Print all of the data exactly.

** Start of Extracted information **

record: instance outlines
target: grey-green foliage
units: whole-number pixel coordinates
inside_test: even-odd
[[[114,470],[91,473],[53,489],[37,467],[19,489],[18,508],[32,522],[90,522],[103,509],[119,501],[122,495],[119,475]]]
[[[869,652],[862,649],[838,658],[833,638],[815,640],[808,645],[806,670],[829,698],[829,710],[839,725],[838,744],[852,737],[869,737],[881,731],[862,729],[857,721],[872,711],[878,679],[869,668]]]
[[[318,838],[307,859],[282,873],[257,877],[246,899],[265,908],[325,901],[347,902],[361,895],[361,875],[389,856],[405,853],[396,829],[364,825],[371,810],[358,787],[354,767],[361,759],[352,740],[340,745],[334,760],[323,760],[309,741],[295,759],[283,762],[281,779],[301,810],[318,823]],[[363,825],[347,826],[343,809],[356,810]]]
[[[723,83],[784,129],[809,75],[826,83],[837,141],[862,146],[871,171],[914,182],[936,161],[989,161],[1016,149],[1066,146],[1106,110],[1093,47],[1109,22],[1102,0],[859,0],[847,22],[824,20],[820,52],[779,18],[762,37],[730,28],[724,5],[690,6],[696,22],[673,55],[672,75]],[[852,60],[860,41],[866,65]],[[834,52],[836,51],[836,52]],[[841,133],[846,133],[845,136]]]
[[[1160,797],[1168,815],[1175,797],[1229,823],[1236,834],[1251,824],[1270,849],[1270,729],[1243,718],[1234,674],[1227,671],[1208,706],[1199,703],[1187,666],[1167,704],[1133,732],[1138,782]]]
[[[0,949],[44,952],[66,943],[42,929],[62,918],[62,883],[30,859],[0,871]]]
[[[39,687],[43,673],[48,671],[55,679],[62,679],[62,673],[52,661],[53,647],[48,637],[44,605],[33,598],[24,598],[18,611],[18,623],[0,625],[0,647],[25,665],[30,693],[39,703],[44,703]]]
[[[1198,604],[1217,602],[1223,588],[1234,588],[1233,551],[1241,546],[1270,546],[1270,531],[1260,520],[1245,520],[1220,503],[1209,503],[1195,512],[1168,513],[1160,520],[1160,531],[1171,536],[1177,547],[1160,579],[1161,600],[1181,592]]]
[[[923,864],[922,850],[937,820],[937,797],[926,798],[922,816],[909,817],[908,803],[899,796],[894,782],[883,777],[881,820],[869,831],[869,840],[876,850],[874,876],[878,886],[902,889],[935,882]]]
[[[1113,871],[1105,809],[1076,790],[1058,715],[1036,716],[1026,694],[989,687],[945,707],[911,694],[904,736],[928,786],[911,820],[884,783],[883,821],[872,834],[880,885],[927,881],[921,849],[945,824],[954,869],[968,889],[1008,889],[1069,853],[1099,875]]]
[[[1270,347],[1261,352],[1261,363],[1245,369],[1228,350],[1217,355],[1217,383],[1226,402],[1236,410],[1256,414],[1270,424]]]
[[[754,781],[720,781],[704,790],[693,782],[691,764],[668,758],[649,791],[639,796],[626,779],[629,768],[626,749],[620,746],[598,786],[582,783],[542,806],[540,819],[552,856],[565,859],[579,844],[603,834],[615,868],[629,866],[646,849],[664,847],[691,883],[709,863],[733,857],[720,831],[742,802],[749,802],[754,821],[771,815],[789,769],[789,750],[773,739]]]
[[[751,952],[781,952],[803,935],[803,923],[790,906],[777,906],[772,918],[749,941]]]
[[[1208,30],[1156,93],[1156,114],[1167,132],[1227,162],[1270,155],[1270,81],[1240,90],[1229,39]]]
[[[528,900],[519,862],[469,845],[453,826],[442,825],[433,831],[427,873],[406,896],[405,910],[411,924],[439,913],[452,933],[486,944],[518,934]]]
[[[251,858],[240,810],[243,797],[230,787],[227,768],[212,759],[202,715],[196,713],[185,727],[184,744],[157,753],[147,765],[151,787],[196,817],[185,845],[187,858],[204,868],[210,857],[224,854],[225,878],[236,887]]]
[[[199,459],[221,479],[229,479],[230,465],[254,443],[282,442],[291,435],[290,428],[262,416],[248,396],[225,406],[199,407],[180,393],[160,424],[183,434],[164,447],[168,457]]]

** End of Extracted information **

> _Written answer_:
record: instance outlines
target: grey-green foliage
units: whole-number pixel coordinates
inside_test: even-odd
[[[114,470],[91,473],[53,489],[37,467],[19,489],[18,508],[32,522],[90,522],[103,509],[119,501],[122,495],[119,475]]]
[[[869,652],[862,649],[838,658],[833,638],[815,640],[808,645],[806,670],[829,698],[829,710],[839,725],[838,744],[852,737],[869,737],[881,731],[862,729],[857,721],[872,711],[878,679],[869,668]]]
[[[318,838],[307,859],[282,873],[257,877],[246,899],[265,908],[325,901],[347,902],[361,895],[361,875],[389,856],[405,853],[396,829],[364,825],[371,810],[358,787],[354,767],[361,759],[352,740],[340,745],[334,760],[323,760],[309,741],[295,759],[283,762],[281,779],[301,810],[318,823]],[[363,825],[347,826],[343,809],[356,810]]]
[[[723,83],[784,129],[809,75],[826,83],[837,141],[862,146],[871,171],[914,182],[936,161],[989,161],[1016,149],[1066,146],[1106,110],[1093,47],[1109,22],[1102,0],[859,0],[847,22],[824,20],[820,52],[779,18],[762,37],[730,28],[724,5],[690,6],[696,22],[673,55],[672,75]],[[852,60],[860,41],[866,65]],[[834,52],[836,51],[836,52]],[[841,133],[846,133],[845,136]]]
[[[1160,797],[1168,815],[1175,797],[1229,823],[1236,834],[1251,824],[1270,849],[1270,729],[1243,718],[1234,674],[1227,671],[1208,706],[1199,703],[1187,666],[1167,704],[1133,732],[1138,782]]]
[[[0,949],[44,952],[66,943],[42,929],[62,918],[62,883],[30,859],[0,871]]]
[[[39,687],[43,673],[48,671],[55,679],[62,679],[62,673],[52,661],[53,647],[48,637],[44,605],[33,598],[24,598],[18,611],[18,623],[0,625],[0,647],[25,665],[30,693],[39,703],[44,703]]]
[[[1198,604],[1217,602],[1223,588],[1234,588],[1233,551],[1241,546],[1270,546],[1270,531],[1260,520],[1245,520],[1220,503],[1209,503],[1195,512],[1168,513],[1160,520],[1160,531],[1171,536],[1177,547],[1160,579],[1161,600],[1181,592]]]
[[[923,864],[922,850],[937,820],[937,797],[926,798],[922,816],[909,817],[908,803],[899,796],[894,782],[883,777],[881,820],[869,831],[869,840],[876,850],[874,876],[878,886],[902,889],[935,882]]]
[[[1113,871],[1105,809],[1076,790],[1058,715],[1036,716],[1026,694],[989,687],[945,707],[911,694],[904,736],[928,786],[911,820],[884,783],[883,821],[872,834],[880,885],[927,881],[921,849],[945,824],[954,869],[968,889],[1008,889],[1069,853],[1099,875]]]
[[[1270,347],[1261,352],[1261,363],[1245,369],[1228,350],[1217,355],[1217,383],[1226,402],[1236,410],[1256,414],[1270,424]]]
[[[754,781],[720,781],[704,790],[693,782],[691,764],[668,758],[649,791],[639,796],[626,779],[629,768],[626,749],[620,746],[598,786],[582,783],[542,806],[540,819],[552,856],[565,859],[579,844],[603,834],[615,868],[629,866],[646,849],[664,847],[691,883],[709,863],[733,857],[720,831],[742,802],[749,802],[754,821],[771,815],[789,769],[789,750],[773,739]]]
[[[751,952],[781,952],[803,935],[803,923],[790,906],[777,906],[772,918],[749,941]]]
[[[1208,30],[1156,93],[1156,114],[1167,132],[1227,162],[1270,155],[1270,81],[1240,90],[1229,39]]]
[[[528,900],[519,862],[469,845],[453,826],[442,825],[433,831],[427,873],[406,896],[405,910],[411,924],[439,913],[452,933],[486,944],[518,934]]]
[[[251,858],[240,810],[243,797],[230,787],[227,768],[212,759],[202,715],[196,713],[185,727],[184,744],[157,753],[147,765],[151,787],[196,817],[185,845],[187,858],[204,868],[210,857],[224,854],[225,878],[236,887]]]
[[[199,459],[221,479],[229,479],[230,465],[254,443],[282,442],[291,435],[290,428],[262,416],[248,396],[225,406],[199,407],[180,393],[160,424],[183,434],[164,447],[168,457]]]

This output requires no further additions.